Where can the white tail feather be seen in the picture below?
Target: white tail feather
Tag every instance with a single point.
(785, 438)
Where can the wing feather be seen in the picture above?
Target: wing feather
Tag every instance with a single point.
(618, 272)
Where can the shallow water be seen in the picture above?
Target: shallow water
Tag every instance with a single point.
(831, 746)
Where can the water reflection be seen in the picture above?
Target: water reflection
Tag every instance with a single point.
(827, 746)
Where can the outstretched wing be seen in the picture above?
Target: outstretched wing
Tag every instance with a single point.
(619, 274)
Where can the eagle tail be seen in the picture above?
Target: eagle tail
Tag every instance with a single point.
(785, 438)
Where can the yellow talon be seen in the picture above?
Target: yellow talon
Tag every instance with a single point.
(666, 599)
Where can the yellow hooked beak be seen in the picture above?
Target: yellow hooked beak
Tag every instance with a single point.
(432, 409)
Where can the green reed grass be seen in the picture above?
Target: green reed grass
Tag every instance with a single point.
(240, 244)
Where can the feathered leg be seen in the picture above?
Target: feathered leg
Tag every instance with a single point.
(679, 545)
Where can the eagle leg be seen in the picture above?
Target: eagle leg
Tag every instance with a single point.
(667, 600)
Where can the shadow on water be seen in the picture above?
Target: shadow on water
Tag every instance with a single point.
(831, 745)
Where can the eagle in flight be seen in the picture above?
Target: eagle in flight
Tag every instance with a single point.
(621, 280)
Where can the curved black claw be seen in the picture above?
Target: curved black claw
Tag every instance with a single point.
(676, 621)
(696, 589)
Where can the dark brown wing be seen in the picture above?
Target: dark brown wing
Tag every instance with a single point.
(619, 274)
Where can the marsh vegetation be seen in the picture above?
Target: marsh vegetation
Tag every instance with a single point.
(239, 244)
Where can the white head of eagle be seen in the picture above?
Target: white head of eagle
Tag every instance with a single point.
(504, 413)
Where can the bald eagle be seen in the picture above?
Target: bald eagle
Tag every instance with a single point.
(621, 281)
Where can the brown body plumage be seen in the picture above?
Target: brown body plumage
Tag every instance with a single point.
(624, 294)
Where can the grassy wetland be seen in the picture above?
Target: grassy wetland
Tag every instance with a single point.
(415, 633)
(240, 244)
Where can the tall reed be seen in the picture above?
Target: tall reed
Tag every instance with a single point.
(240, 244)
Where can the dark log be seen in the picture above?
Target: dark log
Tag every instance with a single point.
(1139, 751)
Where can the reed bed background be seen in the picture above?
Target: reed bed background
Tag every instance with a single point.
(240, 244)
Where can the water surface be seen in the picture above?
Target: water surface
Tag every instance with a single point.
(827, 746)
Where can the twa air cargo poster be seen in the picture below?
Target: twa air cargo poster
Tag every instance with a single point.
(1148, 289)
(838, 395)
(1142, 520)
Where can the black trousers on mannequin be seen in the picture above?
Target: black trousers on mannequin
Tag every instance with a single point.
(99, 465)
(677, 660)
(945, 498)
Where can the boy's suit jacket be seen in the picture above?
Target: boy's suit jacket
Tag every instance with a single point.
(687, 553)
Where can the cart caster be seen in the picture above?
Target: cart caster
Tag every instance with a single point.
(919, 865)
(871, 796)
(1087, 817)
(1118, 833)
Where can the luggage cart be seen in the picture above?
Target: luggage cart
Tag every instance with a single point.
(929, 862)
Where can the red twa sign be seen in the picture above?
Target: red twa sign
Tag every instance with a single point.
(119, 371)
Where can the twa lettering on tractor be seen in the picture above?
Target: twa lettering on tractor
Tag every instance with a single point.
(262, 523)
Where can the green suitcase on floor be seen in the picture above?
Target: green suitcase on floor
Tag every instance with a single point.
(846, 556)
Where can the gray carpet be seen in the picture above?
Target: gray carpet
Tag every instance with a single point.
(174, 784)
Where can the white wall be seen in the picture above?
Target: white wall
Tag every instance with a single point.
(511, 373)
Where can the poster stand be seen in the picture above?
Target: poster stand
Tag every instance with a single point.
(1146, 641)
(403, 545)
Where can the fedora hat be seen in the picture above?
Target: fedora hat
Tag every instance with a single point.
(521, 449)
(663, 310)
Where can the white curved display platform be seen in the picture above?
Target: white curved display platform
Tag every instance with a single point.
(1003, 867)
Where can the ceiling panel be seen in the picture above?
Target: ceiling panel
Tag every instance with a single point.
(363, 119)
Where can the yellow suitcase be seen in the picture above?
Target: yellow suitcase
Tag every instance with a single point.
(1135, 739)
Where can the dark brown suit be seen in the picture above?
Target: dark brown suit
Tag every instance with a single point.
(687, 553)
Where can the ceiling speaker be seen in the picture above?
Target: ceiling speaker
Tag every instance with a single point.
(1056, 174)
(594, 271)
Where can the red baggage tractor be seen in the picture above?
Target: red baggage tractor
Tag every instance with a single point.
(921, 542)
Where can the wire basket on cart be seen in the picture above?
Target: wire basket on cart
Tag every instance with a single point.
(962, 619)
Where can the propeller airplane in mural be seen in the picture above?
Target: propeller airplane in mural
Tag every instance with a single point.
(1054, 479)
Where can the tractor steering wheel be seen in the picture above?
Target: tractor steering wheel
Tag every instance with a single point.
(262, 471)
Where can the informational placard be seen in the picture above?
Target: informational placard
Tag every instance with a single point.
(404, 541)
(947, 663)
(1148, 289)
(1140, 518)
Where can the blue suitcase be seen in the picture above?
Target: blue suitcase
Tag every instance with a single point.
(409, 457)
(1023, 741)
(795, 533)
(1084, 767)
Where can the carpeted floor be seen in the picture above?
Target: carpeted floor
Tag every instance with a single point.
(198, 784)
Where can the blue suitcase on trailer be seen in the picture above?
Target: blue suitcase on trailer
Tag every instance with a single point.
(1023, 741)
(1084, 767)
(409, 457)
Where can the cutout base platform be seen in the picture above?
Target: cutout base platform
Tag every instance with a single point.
========================================================================
**What this task involves**
Repeat every entry exactly, please.

**Solution to this problem**
Where can the white tail feather be seen in the picture below?
Target: white tail feather
Tag every instance with a single point.
(785, 438)
Where can the wing feather be seen in the picture above?
Target: wing feather
Tag every instance with a single point.
(618, 272)
Where can the shallow water be seen in the picture above?
Target: shallow water
Tag every instance with a single point.
(831, 746)
Where can the water reflection be seen in the picture above?
Target: water reflection
Tag every instance with a single point.
(827, 746)
Where can the outstretched wing be seen in the picture above?
Target: outstretched wing
Tag every instance with a single point.
(619, 274)
Where can the eagle tail be seen in the picture above?
Target: eagle tail
Tag every instance with a single point.
(785, 438)
Where can the yellow talon be seen in the picture above?
Target: yellow talon
Tag every instance with a single point.
(666, 599)
Where can the yellow hooked beak be seen in the picture above?
Target: yellow hooked beak
Tag every instance with a single point.
(432, 409)
Where can the green reed grass be seen in the picture above?
Target: green reed grass
Tag every instance with a single point.
(240, 244)
Where can the feathered leg be seen in the picture above?
Target: feathered leg
Tag every instance with a single point.
(679, 545)
Where can the eagle leg be seen in the picture above?
Target: eagle leg
Tag every instance with a single point.
(667, 600)
Where can the shadow on water be seen in the picture above?
Target: shadow on water
Tag every instance with a single point.
(831, 745)
Where can the eagle in flight be seen in the picture above?
Target: eagle in flight
Tag every instance with a single point.
(621, 280)
Where can the curved black claw be seen in the picture above?
Target: curved black claw
Tag every instance with a single point.
(676, 621)
(696, 589)
Where can the dark brown wing be seen in the picture above?
Target: dark brown wing
Tag every instance with a single point.
(619, 274)
Where can the marsh vegetation be seen in the picture above?
Target: marsh vegetation
Tag every instance with a single point.
(239, 244)
Where can the white head of eagle be seen in the picture above?
Target: white head of eagle
Tag every instance with a single point.
(504, 413)
Where can the bald eagle be seen in the picture above?
Target: bald eagle
Tag every instance with a single point.
(621, 281)
Where can the brown body plumage be seen in the picture above?
Target: brown body plumage
Tag every instance with a single point.
(624, 294)
Where can the grassy wetland be seen in the picture above?
Target: grassy wetland
Tag every instance with a single point.
(415, 633)
(240, 244)
Where can the tall reed be seen in the picture above?
Target: tall reed
Tag every instance with a single point.
(240, 244)
Where can the dark log be seen in the picture above?
Target: dark log
Tag every instance with a single point.
(1139, 751)
Where can the reed bed background be seen in the picture above?
Target: reed bed background
Tag every instance with a single point.
(240, 244)
Where can the water surface be seen in the picture above?
Target: water surface
Tag every instance with a single point.
(827, 746)
Where can the twa air cargo poster be seen in the picture below?
Target: twa air cargo poster
Tag every instance with a single point.
(1148, 289)
(838, 395)
(1142, 520)
Where can the black trousers on mannequin be seen in the picture above?
Target: black trousers on mannequin
Tag every instance with a single point.
(99, 465)
(677, 660)
(945, 498)
Where can the boy's suit jacket be seen in the picture above?
Target: boy's suit jacket
Tag every instance with a single point.
(687, 553)
Where can the cart caster be seen in the picture above?
Target: cart caster
Tag every instance with a single point.
(919, 865)
(871, 796)
(1087, 817)
(1118, 833)
Where can the luggage cart be seen in the picture above?
Target: luggage cart
Tag every instance with a single point.
(929, 862)
Where can the red twa sign be seen in the picture above?
Target: red twa sign
Tag every instance with a single point.
(119, 371)
Where can the twa lettering on tractor be seen in the picture above?
Target: twa lettering on tractor
Tag every instance with a single point.
(262, 523)
Where can the green suitcase on floor be seen in the picture above?
Target: green suitcase on floor
Tag every instance with a single point.
(846, 556)
Where can the gray carpet be seen in the picture above?
Target: gray carpet
Tag every instance with a single point.
(174, 784)
Where can the white wall be seen in the picture above?
Target: white wall
Tag every instance with a single point.
(511, 373)
Where can the poster stand be seen in the picture above?
Target: poster stand
Tag every instance with a single point.
(1146, 641)
(403, 545)
Where can the fedora hat be seen in the picture above?
Target: fedora hat
Tag every instance with a single point.
(521, 449)
(663, 310)
Where can the white curved display platform be seen in the picture above?
Target: white curved display platform
Tag every instance with a single point.
(1003, 867)
Where can the ceiling panel be seen in the picture above?
Target: ceiling panel
Tag every instance with a single point.
(363, 119)
Where can the yellow suitcase be seen in the picture above?
Target: yellow suitcase
Tag every instance with a single point.
(1135, 739)
Where can the dark brown suit be seen in the picture above?
Target: dark brown suit
Tag every instance with a single point.
(687, 553)
Where can the ceiling speaker be seen in the picture above?
Target: ceiling speaker
Tag every instance with a single point.
(1056, 174)
(594, 271)
Where can the red baggage tractor be seen in the picture above?
Target: red baggage tractor
Tag every instance with a single point.
(921, 542)
Where can the wire basket on cart be seen in the picture above?
Target: wire basket on cart
Tag every instance with a single point.
(962, 619)
Where can the propeller airplane in mural be seen in the picture above?
Target: propeller airplane in mural
Tag every instance with a single point.
(1054, 479)
Where can the tractor steering wheel be seen in the picture above?
Target: tractor steering wheel
Tag every instance with a single point.
(262, 471)
Where can the informational placard be seen in the picture above?
Target: informational placard
Tag every instance with a single point.
(404, 541)
(947, 663)
(1148, 289)
(1140, 518)
Where can the blue suitcase be seen in the picture above?
Target: blue suitcase
Tag every instance with a single point.
(409, 457)
(1023, 741)
(795, 533)
(1084, 767)
Where can the carpeted floor be seen in the picture above?
Target: carpeted floor
Tag every instance with a single point.
(198, 784)
Where can the blue suitcase on trailer be seen in the picture above?
Target: blue suitcase on trailer
Tag every instance with a single point.
(1023, 741)
(1084, 767)
(409, 457)
Where can the cutout base platform be seen in the picture above?
Target: cutout base platform
Tag every instance with a single point.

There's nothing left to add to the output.